Collected data entries:
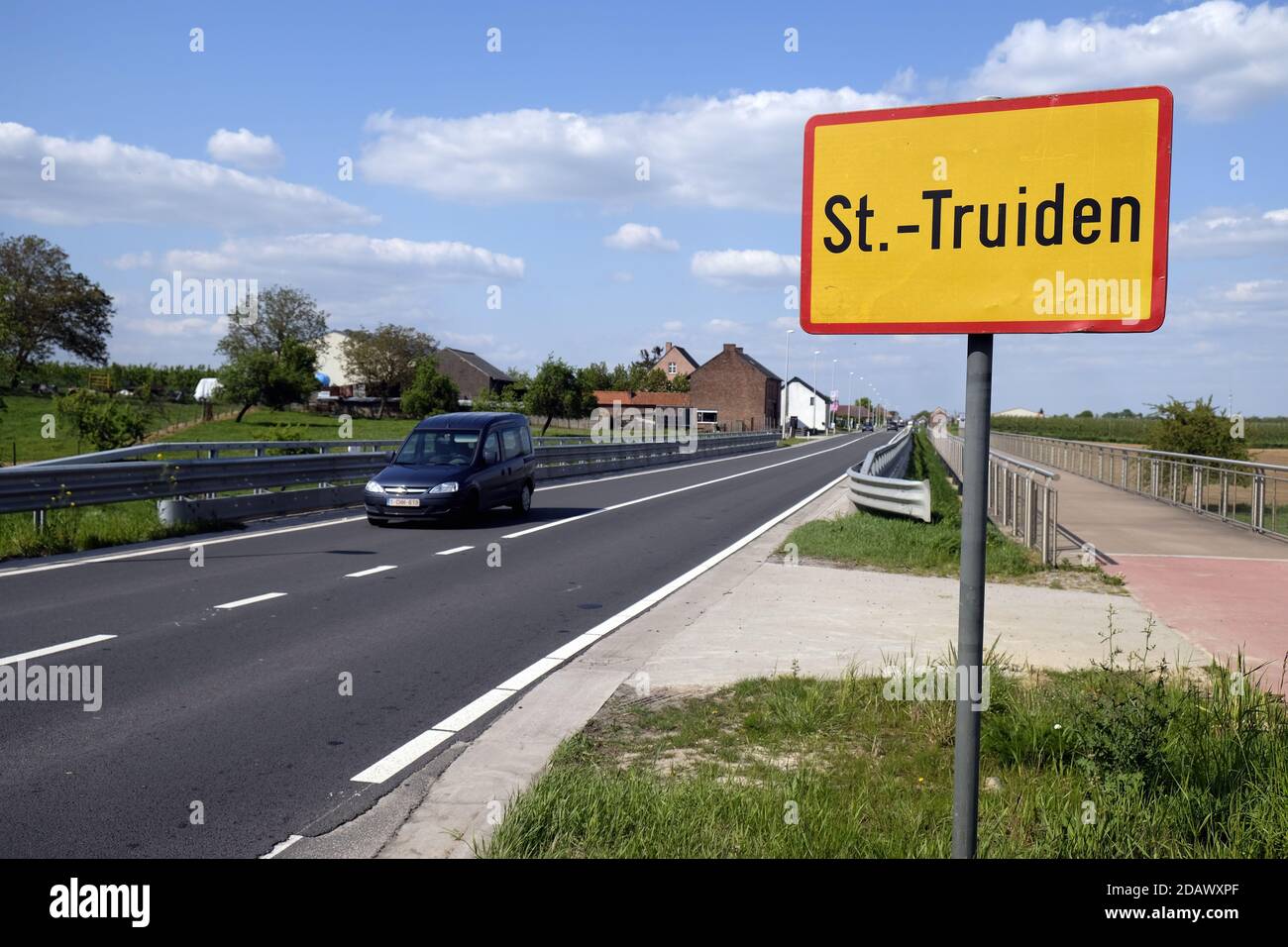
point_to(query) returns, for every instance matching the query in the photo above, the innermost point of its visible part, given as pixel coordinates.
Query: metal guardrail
(1020, 496)
(1240, 492)
(120, 476)
(876, 483)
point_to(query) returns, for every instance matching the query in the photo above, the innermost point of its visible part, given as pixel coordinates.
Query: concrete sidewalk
(752, 615)
(1225, 587)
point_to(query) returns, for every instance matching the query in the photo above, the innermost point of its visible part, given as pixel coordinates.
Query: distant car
(458, 464)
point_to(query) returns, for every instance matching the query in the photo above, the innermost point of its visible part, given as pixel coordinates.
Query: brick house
(677, 361)
(735, 392)
(473, 375)
(677, 410)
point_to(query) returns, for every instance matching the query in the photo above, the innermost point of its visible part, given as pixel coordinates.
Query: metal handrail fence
(1021, 497)
(1245, 493)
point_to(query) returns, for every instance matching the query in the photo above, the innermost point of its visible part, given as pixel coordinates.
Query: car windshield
(438, 447)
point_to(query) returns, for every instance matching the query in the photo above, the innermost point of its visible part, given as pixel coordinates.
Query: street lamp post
(831, 418)
(849, 402)
(812, 414)
(787, 382)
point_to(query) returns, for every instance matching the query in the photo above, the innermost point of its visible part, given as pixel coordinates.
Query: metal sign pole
(970, 605)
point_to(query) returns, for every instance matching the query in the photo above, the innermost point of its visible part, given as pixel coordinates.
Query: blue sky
(477, 169)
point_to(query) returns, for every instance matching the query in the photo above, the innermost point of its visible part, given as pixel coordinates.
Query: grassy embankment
(1104, 763)
(1266, 433)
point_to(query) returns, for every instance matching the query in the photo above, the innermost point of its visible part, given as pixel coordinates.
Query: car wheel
(524, 500)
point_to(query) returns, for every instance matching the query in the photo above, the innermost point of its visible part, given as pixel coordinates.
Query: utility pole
(787, 380)
(831, 416)
(812, 415)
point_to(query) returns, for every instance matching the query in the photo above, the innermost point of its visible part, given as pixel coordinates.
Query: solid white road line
(674, 468)
(411, 751)
(54, 650)
(282, 845)
(403, 757)
(669, 492)
(253, 599)
(369, 573)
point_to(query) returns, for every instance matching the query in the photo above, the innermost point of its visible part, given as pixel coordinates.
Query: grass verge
(89, 527)
(870, 538)
(1103, 763)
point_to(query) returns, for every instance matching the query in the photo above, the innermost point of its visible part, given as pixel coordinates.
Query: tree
(273, 379)
(1194, 429)
(558, 390)
(271, 352)
(283, 315)
(385, 359)
(47, 305)
(429, 393)
(104, 421)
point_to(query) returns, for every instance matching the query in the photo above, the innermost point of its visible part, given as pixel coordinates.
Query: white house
(329, 359)
(806, 405)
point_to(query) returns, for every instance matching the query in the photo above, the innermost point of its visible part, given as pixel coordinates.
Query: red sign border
(1162, 195)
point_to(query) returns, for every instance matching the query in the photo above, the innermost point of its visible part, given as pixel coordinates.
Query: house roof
(644, 398)
(737, 351)
(683, 351)
(481, 364)
(760, 368)
(799, 380)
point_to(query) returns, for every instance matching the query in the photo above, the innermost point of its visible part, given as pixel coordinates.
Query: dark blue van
(456, 464)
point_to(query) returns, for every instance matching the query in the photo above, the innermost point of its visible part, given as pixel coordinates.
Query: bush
(102, 420)
(429, 392)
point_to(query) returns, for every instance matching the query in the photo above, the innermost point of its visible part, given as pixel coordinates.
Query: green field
(1086, 764)
(1271, 432)
(22, 424)
(889, 541)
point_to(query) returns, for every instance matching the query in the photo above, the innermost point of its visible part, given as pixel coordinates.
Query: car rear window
(510, 437)
(439, 447)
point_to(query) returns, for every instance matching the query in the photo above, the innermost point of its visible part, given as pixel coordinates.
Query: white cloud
(745, 266)
(179, 328)
(138, 261)
(640, 237)
(1231, 234)
(742, 151)
(1258, 291)
(102, 180)
(245, 150)
(1216, 56)
(330, 258)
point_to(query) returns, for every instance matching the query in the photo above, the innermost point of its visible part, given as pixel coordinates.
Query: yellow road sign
(1043, 214)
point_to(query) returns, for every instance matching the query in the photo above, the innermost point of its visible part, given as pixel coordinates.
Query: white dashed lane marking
(370, 573)
(253, 599)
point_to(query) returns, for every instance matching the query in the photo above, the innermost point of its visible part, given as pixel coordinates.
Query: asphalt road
(237, 712)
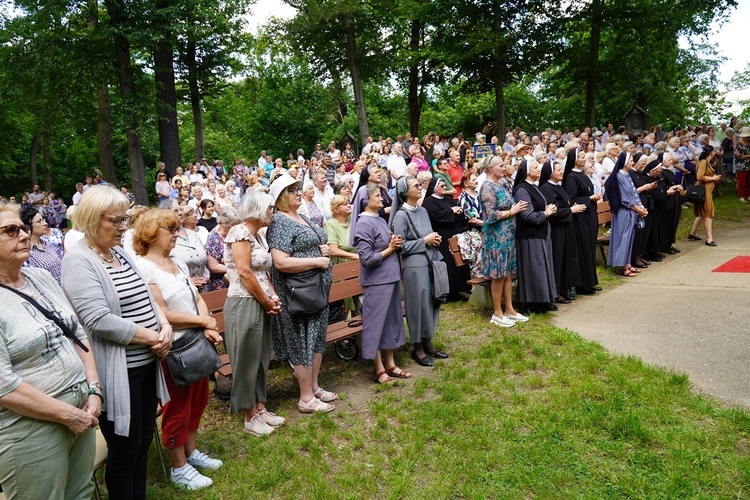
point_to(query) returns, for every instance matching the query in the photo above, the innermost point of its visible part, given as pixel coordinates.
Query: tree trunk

Problem description.
Above are the records; set down exactly the lines from the line containing "Query: asphalt road" through their last line, leaving every picture out.

Response.
Query: asphalt road
(237, 712)
point_to(query) returns, for every instance matching the query in the photo above, the innermost point of its visible part, given as pixel coordinates.
Query: tree trunk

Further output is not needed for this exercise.